- [Secção do documento]
Se a paragem não acontecesse, tenho a certeza que iríamos conseguir a manutenção com mais jogos de distância para o fim. Foi um jogo especial, vínhamos de um desgaste muito grande do jogo anterior contra o Rio Ave, começámos a perder, mas corremos muito e bem, fizemos um bom jogo e conseguimos ganhar.

Olhando para o futuro, o Lourency tem mais um ano de contrato com o Gil Vicente, com um novo treinador no comando técnico. O que espera da nova temporada?

Tenho contrato, sempre disse que estou muito tranquilo, só penso em jogar e fazer mais. Foi a minha primeira época na Europa. Foi boa, mas ainda posso render mais e melhorar. Os ensinamentos do Vítor foram dados, temos um novo treinador experiente também.

- [Dados apresentados]
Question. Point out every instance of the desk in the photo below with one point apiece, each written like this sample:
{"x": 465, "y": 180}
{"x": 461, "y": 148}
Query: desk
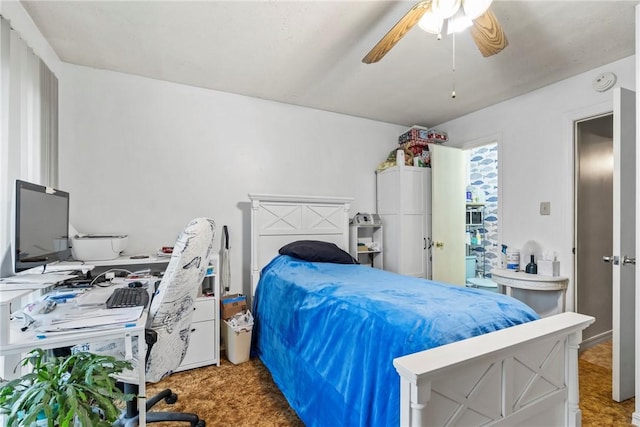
{"x": 545, "y": 294}
{"x": 14, "y": 342}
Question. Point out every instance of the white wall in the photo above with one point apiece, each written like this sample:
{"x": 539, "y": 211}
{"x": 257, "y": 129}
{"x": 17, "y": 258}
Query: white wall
{"x": 535, "y": 134}
{"x": 143, "y": 157}
{"x": 22, "y": 23}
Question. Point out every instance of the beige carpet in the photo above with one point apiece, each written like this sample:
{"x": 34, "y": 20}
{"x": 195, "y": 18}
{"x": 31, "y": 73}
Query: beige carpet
{"x": 245, "y": 395}
{"x": 598, "y": 409}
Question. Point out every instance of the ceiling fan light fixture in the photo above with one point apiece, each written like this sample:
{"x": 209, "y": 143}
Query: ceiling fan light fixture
{"x": 475, "y": 8}
{"x": 458, "y": 22}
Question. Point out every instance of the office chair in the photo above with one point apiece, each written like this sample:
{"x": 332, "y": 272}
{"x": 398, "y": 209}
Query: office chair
{"x": 169, "y": 323}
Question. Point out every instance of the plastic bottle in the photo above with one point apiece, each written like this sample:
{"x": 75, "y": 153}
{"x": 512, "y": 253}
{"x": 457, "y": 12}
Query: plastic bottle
{"x": 513, "y": 259}
{"x": 469, "y": 193}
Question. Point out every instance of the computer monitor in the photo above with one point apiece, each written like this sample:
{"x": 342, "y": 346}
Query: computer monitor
{"x": 41, "y": 226}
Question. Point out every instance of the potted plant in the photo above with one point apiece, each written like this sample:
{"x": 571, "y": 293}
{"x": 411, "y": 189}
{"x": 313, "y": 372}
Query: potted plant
{"x": 65, "y": 391}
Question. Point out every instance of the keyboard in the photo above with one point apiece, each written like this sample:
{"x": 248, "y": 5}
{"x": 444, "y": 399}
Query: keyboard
{"x": 128, "y": 297}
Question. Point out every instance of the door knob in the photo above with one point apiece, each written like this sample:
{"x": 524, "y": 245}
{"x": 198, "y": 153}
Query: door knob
{"x": 615, "y": 260}
{"x": 628, "y": 260}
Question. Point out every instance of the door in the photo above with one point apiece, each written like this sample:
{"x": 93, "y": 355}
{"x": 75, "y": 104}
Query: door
{"x": 623, "y": 271}
{"x": 594, "y": 224}
{"x": 448, "y": 210}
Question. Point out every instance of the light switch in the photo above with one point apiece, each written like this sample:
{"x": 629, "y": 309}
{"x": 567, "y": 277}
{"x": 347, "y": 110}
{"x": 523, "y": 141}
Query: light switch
{"x": 545, "y": 208}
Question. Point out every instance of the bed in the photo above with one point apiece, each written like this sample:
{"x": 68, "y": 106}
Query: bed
{"x": 519, "y": 372}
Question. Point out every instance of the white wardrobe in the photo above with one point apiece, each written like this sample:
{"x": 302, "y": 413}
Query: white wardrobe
{"x": 403, "y": 195}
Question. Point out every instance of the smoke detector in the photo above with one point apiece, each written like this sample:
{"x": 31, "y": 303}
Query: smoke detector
{"x": 604, "y": 82}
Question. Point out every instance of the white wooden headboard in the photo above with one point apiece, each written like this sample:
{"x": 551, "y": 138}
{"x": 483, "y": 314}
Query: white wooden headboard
{"x": 277, "y": 220}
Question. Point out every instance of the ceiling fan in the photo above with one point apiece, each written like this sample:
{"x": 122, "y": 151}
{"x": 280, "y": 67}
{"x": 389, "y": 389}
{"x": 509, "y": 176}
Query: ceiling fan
{"x": 433, "y": 15}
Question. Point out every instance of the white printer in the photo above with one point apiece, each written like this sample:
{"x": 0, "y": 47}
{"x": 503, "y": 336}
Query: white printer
{"x": 98, "y": 247}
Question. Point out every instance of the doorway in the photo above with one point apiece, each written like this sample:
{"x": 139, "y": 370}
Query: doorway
{"x": 483, "y": 249}
{"x": 594, "y": 224}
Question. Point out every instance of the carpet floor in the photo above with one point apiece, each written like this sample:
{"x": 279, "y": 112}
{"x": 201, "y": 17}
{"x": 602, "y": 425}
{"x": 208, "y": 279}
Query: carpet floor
{"x": 245, "y": 395}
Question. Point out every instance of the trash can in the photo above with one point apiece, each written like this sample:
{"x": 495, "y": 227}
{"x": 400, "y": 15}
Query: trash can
{"x": 237, "y": 337}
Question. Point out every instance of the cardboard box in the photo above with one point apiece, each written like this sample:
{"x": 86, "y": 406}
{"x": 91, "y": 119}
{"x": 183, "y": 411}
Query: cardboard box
{"x": 548, "y": 268}
{"x": 232, "y": 304}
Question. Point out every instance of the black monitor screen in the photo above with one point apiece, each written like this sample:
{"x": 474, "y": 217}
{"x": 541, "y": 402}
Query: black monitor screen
{"x": 41, "y": 226}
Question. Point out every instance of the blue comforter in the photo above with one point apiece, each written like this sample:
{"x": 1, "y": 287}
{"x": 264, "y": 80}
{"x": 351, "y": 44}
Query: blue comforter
{"x": 328, "y": 333}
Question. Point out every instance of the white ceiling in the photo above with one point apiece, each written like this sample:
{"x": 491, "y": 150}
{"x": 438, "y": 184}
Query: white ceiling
{"x": 309, "y": 53}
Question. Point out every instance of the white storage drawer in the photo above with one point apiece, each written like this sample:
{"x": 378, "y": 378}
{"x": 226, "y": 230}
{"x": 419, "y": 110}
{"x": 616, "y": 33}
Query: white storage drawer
{"x": 204, "y": 340}
{"x": 204, "y": 309}
{"x": 201, "y": 346}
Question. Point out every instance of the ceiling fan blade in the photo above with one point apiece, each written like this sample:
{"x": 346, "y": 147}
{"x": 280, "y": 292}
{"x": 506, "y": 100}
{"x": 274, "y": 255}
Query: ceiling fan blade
{"x": 398, "y": 31}
{"x": 488, "y": 34}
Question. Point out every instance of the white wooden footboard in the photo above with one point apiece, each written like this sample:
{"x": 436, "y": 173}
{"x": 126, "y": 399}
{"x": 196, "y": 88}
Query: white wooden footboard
{"x": 526, "y": 375}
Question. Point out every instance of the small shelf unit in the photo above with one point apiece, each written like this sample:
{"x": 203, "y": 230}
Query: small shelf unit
{"x": 365, "y": 244}
{"x": 475, "y": 228}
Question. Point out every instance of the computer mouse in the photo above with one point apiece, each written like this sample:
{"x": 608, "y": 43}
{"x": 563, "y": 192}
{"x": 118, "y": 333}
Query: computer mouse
{"x": 48, "y": 307}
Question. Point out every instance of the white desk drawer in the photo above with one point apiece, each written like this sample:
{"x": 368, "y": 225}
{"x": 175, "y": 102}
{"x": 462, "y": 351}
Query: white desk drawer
{"x": 204, "y": 309}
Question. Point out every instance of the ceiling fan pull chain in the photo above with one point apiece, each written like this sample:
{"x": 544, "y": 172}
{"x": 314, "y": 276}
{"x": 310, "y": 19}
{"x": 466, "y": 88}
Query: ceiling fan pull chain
{"x": 453, "y": 92}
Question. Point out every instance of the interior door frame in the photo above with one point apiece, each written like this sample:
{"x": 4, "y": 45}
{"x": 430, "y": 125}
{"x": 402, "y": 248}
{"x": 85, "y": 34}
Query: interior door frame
{"x": 569, "y": 121}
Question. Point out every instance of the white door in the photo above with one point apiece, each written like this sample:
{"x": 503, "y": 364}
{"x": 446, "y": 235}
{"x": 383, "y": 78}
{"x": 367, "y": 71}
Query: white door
{"x": 448, "y": 209}
{"x": 624, "y": 204}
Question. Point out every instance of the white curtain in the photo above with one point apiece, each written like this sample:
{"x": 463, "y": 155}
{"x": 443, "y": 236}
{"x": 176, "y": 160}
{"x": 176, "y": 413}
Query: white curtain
{"x": 28, "y": 127}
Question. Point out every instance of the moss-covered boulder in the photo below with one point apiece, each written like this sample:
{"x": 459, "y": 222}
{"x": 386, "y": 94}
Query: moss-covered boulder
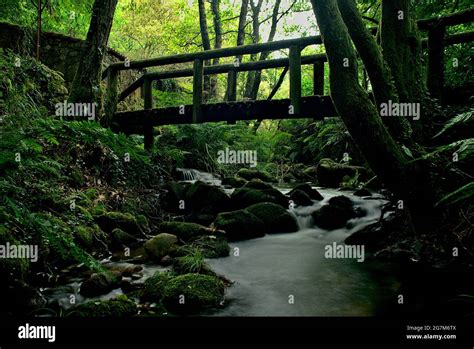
{"x": 204, "y": 197}
{"x": 249, "y": 174}
{"x": 154, "y": 286}
{"x": 300, "y": 198}
{"x": 244, "y": 197}
{"x": 192, "y": 293}
{"x": 257, "y": 184}
{"x": 100, "y": 283}
{"x": 212, "y": 246}
{"x": 120, "y": 238}
{"x": 240, "y": 225}
{"x": 175, "y": 194}
{"x": 187, "y": 231}
{"x": 275, "y": 218}
{"x": 308, "y": 190}
{"x": 160, "y": 246}
{"x": 331, "y": 174}
{"x": 124, "y": 221}
{"x": 234, "y": 182}
{"x": 335, "y": 214}
{"x": 120, "y": 307}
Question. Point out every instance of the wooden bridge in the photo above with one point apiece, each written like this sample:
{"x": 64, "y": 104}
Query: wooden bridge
{"x": 316, "y": 106}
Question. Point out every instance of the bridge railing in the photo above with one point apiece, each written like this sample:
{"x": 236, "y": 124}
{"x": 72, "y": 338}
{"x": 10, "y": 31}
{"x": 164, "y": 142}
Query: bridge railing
{"x": 294, "y": 62}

- [Perguntas a responder]
a) Na entrevista ao Lourency, quanto tempo de contrato lhe resta com o Gil Vicente?
b) Prolongue a entrevista ao Lourency a partir do ponto em que termina, mantendo a voz dele.

- [Conjunto de respostas]
a) Mais um ano.

b)
Estou tranquilo, o que tiver de acontecer, vai acontecer. Não vai ser forçado, se acontecer algo, será naturalmente. Se tiver de ficar, fico. Se tiver de sair, será decisão do Gil Vicente, são eles que têm carta branca para decidir o que fazer.

Fruto da boa época que fez, tem sido um nome falado no mercado de transferências. Tem alguma proposta para sair neste momento?

O jogador quanto menos souber, melhor. Quem trabalha comigo, sabe que prefiro não saber. O meu contrato é com o Gil Vicente, há sempre interesse quando se faz uma época boa, mas hoje jogo num clube que precisa ainda de se afirmar na I Liga, vai ser um ano muito difícil, preciso de me superar mais uma vez. Os adeptos gostam de mim, as pessoas no clube também. Não forço a saída.

Chegou a estar associado ao FC Porto e Sporting. Fica feliz estar por estar associado aos grandes?

Fico muito feliz, é o reconhecimento do meu trabalho, do que fiz no campeonato, mas não mexeu comigo. Quis mostrar mais ainda, o porquê do meu nome ser falado. São dois clubes enormes, de topo mundial, ter o nome associado é diferente, fiquei feliz e deu-me mais vontade de jogar.

É um objetivo chegar a um dos grandes?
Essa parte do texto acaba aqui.